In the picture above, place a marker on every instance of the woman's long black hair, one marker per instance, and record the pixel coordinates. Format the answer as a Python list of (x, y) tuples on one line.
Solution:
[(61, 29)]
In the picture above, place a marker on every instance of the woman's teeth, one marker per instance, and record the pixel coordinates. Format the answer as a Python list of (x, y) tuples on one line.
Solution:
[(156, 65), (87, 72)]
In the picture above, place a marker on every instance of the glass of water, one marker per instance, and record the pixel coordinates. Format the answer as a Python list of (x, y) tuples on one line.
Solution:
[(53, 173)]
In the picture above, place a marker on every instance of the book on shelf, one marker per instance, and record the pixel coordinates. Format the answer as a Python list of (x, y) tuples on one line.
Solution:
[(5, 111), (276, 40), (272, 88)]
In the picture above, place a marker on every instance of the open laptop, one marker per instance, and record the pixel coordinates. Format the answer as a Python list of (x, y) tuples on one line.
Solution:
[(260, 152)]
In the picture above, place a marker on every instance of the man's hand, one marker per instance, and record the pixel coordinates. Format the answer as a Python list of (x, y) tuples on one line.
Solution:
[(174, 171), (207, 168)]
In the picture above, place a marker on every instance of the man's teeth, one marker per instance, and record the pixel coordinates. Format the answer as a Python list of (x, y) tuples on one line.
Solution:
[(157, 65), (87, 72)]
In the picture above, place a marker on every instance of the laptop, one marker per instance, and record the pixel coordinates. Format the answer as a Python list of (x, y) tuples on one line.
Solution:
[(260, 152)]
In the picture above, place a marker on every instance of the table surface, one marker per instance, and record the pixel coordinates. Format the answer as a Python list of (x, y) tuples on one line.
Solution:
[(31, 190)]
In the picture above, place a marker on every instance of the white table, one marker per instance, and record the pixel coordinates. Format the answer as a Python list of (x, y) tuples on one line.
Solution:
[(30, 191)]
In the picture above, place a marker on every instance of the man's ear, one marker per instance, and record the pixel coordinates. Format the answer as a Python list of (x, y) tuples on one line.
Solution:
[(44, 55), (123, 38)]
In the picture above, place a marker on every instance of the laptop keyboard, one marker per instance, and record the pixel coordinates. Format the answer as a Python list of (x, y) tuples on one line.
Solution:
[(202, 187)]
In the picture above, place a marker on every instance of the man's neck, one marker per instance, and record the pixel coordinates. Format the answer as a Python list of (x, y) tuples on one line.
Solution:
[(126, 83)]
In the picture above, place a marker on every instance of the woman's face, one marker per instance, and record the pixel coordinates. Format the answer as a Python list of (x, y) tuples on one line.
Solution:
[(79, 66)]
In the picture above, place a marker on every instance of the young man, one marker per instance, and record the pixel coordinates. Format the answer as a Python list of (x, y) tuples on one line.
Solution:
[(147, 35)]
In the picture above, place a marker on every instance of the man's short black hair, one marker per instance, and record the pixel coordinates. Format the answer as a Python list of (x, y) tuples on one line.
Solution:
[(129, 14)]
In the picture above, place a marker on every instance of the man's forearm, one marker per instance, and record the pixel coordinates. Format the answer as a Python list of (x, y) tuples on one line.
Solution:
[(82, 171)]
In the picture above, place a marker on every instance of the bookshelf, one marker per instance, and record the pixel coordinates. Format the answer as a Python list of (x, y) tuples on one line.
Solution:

.....

Reproduce the data above word for word, from the first line through the last.

In the picture above, place a marker on every instance of the woman's long black hair, one marker per instance, and record the pixel coordinates. Format the answer as a Python list of (x, y) tuples on one line.
Solution:
[(61, 29)]
In the picture above, place a marker on every instance of the woman's teeth, one marker per instance, and record the pixel coordinates. Format the answer as a Python list of (x, y) tuples on one line.
Solution:
[(156, 65), (87, 72)]
In the picture above, place a marker on every instance of the glass of water, one marker per instance, and record the pixel coordinates. Format the answer as a Python list of (x, y) tuples on one line.
Solution:
[(53, 173)]
In the picture above, place a marker on every instance of the book on shelf, one marker per instance, and record the pixel coordinates. Format the answer as a Python list of (x, y) tuples on one line.
Solution:
[(5, 111), (276, 40), (272, 88)]
In the picture above, place a marker on every instance of the open laptop, one marker per instance, and record the pixel coordinates. Format the answer as a Python list of (x, y) tuples on one line.
Solution:
[(260, 152)]
In the picture above, place a marker on every instance of the man's hand, one marker per instance, and record the pixel coordinates. Format the answer as a Python list of (x, y) tuples on one line.
Solution:
[(174, 171), (207, 168)]
In the picture above, place a marker on every instance of the man's teeth, one marker per instance, and record the pixel coordinates. Format the answer as a Python list of (x, y) tuples on one line.
Solution:
[(157, 65), (87, 72)]
In the picture above, place a marker on every instance of the laptop, one marker per instance, and record the pixel coordinates. Format the answer as a Python list of (x, y) tuples on one line.
Solution:
[(260, 152)]
In the picture above, place a marker on every instance of the table surface, one marker per instance, and record the pixel coordinates. Format the answer as a Python list of (x, y) tuples on one line.
Solution:
[(31, 190)]
In the picture above, place a marker on every instance of the white table, one marker per instance, and record the pixel coordinates. Format the answer as a Python list of (x, y) tuples on one line.
Solution:
[(30, 191)]
In the picture above, place a marker on every instance of the man's ear, one marker per instance, and record the pixel coordinates. Format the answer as a Python list of (x, y) tuples on one line.
Solution:
[(44, 55), (123, 38)]
In the picture above, place a marker on every instance of the laptop keyboard, one marker per instance, and record the pixel coordinates. Format the answer as a Python list of (x, y) tuples on one line.
Solution:
[(202, 187)]
In the picture above, place a marker on every instance of the man's neck, one marker per instance, and record the pixel coordinates. Format the answer as a Python list of (x, y) tuples on one line.
Solution:
[(126, 83)]
In the picture above, place a marker on every instance of the woman's face, one marker per instance, and record the pixel coordinates. Format the answer as a Python list of (x, y) tuples on one line.
Solution:
[(79, 66)]
In the picture above, place a marker on every instance of the young man, one marker per instance, and record the pixel coordinates. Format the answer as a Python list of (x, y) tuples on one line.
Solution:
[(147, 35)]
In the picture above, place a marker on every instance of the man's short black hair, one marker per instance, and record the pixel coordinates. Format the answer as a Python list of (x, y) tuples on one line.
Solution:
[(129, 14)]
In the picture above, place a marker on every instance of the man's forearm, one marker per instance, and record the pixel coordinates. Format the answer as a Python list of (x, y) tuples on one line.
Solution:
[(82, 171)]
In the picture above, place a marker on every instance of the bookshelf, one marker per instance, and record the pixel coordinates. Format the answer as a Python list of (x, y) tuples on one line.
Solution:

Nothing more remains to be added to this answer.